- **Page excerpt**
+ + + +

Just three weeks ago, Aug. 31, the district's death toll was only 16.

Also this week, the first child died of COVID-19 in the state of Virginia, reported to be between the ages of 10 and 19.

The child was reported dead Friday in the Southside Health District, which borders North Carolina, and includes Brunswick, Halifax and Mecklenburg counties.

“We were extremely saddened to learn of the loss of the state’s first adolescent with COVID-19. On behalf of all of us at VDH, I extend sincere condolences to the teenager’s family and loved ones,” said State Health Commissioner M. Norman Oliver, M.D., M.A. “No age group is immune from the devastating impact of the COVID-19 pandemic, and this unfortunate event, along with the increasing numbers of coronavirus cases we are seeing in some areas of the Commonwealth, is a reminder that we all need to do our part to help slow the spread of virus in the community.”

The VDH will disclose no further information about the child to protect privacy and out of respect for the patient’s family.

+ + + +

- **Data extract**

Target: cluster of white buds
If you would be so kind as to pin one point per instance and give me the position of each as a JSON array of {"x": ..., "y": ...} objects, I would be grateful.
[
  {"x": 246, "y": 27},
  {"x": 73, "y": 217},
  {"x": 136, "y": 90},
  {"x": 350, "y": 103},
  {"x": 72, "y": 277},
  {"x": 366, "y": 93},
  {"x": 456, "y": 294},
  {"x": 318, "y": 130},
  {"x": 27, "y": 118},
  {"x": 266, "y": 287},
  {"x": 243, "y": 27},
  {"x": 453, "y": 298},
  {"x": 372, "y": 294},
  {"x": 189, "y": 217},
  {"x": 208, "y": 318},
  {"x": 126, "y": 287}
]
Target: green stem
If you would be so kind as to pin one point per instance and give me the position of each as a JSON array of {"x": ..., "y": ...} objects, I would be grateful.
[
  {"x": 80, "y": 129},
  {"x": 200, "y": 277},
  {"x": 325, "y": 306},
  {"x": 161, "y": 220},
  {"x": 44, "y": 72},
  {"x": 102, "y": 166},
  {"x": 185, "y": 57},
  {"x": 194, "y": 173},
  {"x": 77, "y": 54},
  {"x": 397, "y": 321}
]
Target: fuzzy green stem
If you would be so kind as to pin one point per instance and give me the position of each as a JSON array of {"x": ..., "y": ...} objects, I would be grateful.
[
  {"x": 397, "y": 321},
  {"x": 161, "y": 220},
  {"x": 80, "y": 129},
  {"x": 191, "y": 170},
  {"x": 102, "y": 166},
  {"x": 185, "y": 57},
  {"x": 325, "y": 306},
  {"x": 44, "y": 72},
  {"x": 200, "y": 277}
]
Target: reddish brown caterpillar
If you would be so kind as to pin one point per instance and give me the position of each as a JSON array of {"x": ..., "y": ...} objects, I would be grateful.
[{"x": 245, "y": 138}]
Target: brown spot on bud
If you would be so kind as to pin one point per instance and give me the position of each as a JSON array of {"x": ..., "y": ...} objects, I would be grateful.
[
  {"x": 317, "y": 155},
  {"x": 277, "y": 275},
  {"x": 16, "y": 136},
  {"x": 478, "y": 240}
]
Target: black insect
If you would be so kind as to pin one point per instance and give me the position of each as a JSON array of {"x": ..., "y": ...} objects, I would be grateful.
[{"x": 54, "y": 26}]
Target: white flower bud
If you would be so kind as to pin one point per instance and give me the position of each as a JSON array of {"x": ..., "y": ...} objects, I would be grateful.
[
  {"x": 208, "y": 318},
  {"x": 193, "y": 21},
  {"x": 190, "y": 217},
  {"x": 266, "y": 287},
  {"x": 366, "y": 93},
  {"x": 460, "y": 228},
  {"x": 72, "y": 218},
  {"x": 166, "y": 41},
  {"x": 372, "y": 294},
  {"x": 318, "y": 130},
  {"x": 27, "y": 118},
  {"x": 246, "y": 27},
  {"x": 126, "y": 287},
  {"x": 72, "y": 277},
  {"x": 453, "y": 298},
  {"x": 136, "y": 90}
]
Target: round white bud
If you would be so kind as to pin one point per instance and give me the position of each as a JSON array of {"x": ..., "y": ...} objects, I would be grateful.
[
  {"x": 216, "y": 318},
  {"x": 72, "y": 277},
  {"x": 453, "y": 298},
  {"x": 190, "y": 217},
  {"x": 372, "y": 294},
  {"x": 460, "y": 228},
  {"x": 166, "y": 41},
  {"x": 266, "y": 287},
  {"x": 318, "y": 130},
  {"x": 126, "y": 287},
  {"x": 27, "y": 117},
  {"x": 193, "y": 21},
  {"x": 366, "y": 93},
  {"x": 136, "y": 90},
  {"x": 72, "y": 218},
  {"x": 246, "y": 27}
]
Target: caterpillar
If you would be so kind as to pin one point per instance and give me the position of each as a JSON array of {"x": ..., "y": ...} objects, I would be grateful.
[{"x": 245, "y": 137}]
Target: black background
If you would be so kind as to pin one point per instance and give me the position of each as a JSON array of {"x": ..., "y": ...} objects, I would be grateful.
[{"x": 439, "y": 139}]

+ + + +

- **Work task 1**
Answer these questions from the Virginia COVID-19 report.
(a) What was the district's death toll on Aug. 31?
(b) Which counties does the Southside Health District include?
(c) What age range was the child reported to be in?
- **Work task 2**
List every county named in the Virginia COVID-19 report.
- **Work task 3**
Translate this sentence from the Virginia COVID-19 report into Spanish: "The VDH will disclose no further information about the child to protect privacy and out of respect for the patient's family."

- **Expected answer 1**
(a) 16
(b) Brunswick, Halifax and Mecklenburg counties
(c) Between 10 and 19

- **Expected answer 2**
Brunswick, Halifax, Mecklenburg

- **Expected answer 3**
El VDH no divulgará más información sobre el menor para proteger la privacidad y por respeto a la familia del paciente.